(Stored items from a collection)
++++++
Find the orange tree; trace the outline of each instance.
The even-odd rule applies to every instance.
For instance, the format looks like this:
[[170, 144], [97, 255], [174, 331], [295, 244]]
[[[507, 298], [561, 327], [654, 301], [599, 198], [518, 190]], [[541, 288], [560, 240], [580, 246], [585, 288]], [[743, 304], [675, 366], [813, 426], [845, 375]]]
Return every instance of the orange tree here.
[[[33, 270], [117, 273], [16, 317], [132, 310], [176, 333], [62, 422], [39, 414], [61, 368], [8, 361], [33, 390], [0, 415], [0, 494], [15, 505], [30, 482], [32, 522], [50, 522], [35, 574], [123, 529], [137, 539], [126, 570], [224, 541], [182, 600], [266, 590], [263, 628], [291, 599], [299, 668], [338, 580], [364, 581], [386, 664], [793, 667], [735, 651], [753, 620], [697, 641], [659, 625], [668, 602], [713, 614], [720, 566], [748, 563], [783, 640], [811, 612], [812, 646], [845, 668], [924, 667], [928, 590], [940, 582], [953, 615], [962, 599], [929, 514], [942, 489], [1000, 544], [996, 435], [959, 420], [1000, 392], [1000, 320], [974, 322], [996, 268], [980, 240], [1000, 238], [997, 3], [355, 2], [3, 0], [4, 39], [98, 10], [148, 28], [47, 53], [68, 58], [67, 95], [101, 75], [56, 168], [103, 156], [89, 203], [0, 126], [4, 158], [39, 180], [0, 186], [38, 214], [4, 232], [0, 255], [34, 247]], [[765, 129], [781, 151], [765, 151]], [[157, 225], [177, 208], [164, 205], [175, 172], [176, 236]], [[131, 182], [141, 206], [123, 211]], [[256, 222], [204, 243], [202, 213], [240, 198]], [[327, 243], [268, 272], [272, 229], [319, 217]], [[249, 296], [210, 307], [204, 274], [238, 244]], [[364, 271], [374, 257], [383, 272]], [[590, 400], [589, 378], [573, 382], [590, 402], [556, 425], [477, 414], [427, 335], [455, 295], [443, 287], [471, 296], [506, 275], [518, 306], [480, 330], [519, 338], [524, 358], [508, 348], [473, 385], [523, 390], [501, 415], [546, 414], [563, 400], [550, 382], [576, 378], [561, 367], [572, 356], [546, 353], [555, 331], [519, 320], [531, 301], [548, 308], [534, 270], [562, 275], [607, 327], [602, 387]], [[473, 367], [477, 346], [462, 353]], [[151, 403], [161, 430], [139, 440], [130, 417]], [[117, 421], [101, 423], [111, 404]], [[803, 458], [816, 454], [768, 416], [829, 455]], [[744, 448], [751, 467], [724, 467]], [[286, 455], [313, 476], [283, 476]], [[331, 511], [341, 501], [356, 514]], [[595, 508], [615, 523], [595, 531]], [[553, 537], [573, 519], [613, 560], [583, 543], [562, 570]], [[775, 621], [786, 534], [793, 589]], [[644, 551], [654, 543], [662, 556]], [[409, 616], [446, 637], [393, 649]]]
++++++
REQUIREMENT
Word for word, write out every entry shown above.

TASK RESPONSE
Find the orange tree; trace the outline of each instance.
The even-odd rule applies to every instance.
For instance, the format looks like this:
[[170, 144], [97, 255], [174, 331], [295, 244]]
[[[507, 298], [561, 327], [654, 301], [599, 198], [518, 190]], [[541, 288], [560, 240], [580, 246], [585, 288]], [[743, 304], [675, 366], [813, 426], [845, 375]]]
Return every instance of the orange tree here.
[[[33, 270], [117, 273], [16, 317], [132, 310], [176, 333], [62, 422], [39, 414], [61, 368], [8, 361], [33, 390], [0, 415], [0, 494], [15, 505], [30, 482], [32, 522], [50, 522], [35, 574], [123, 529], [137, 539], [126, 570], [224, 541], [182, 600], [266, 590], [263, 628], [291, 599], [299, 668], [338, 580], [364, 581], [386, 664], [793, 667], [735, 651], [753, 620], [697, 641], [659, 625], [668, 602], [713, 614], [720, 566], [748, 563], [783, 640], [811, 612], [812, 646], [845, 668], [924, 667], [928, 590], [940, 582], [953, 615], [962, 599], [929, 514], [942, 489], [1000, 544], [996, 435], [959, 420], [1000, 392], [1000, 320], [974, 322], [996, 268], [980, 240], [1000, 238], [997, 3], [355, 2], [3, 0], [4, 39], [98, 10], [148, 28], [47, 53], [68, 58], [67, 95], [101, 75], [56, 168], [103, 156], [89, 203], [0, 126], [4, 158], [39, 180], [0, 186], [38, 214], [4, 232], [0, 255], [34, 247]], [[765, 129], [781, 151], [765, 151]], [[157, 225], [177, 208], [164, 205], [175, 172], [176, 236]], [[131, 182], [141, 206], [123, 211]], [[256, 222], [204, 243], [202, 213], [240, 198]], [[327, 243], [268, 272], [272, 229], [319, 217]], [[249, 296], [210, 307], [204, 274], [238, 244]], [[364, 271], [374, 257], [383, 272]], [[590, 400], [589, 378], [573, 382], [590, 402], [556, 425], [477, 414], [427, 335], [455, 295], [443, 287], [471, 296], [506, 275], [518, 306], [480, 330], [519, 338], [524, 358], [508, 348], [473, 385], [523, 390], [501, 415], [546, 414], [563, 400], [550, 382], [576, 378], [561, 367], [572, 356], [546, 353], [555, 331], [519, 320], [531, 301], [548, 308], [534, 270], [562, 275], [607, 327], [602, 387]], [[473, 367], [477, 346], [462, 353]], [[151, 403], [161, 430], [139, 440], [130, 417]], [[117, 421], [101, 423], [111, 404]], [[803, 458], [816, 454], [768, 416], [829, 455]], [[744, 448], [751, 467], [724, 467]], [[286, 455], [313, 476], [283, 476]], [[331, 511], [341, 501], [356, 514]], [[595, 508], [615, 523], [595, 531]], [[553, 537], [573, 519], [613, 560], [583, 543], [562, 570]], [[775, 621], [786, 534], [793, 589]], [[644, 551], [654, 543], [662, 556]], [[409, 616], [446, 637], [393, 649]]]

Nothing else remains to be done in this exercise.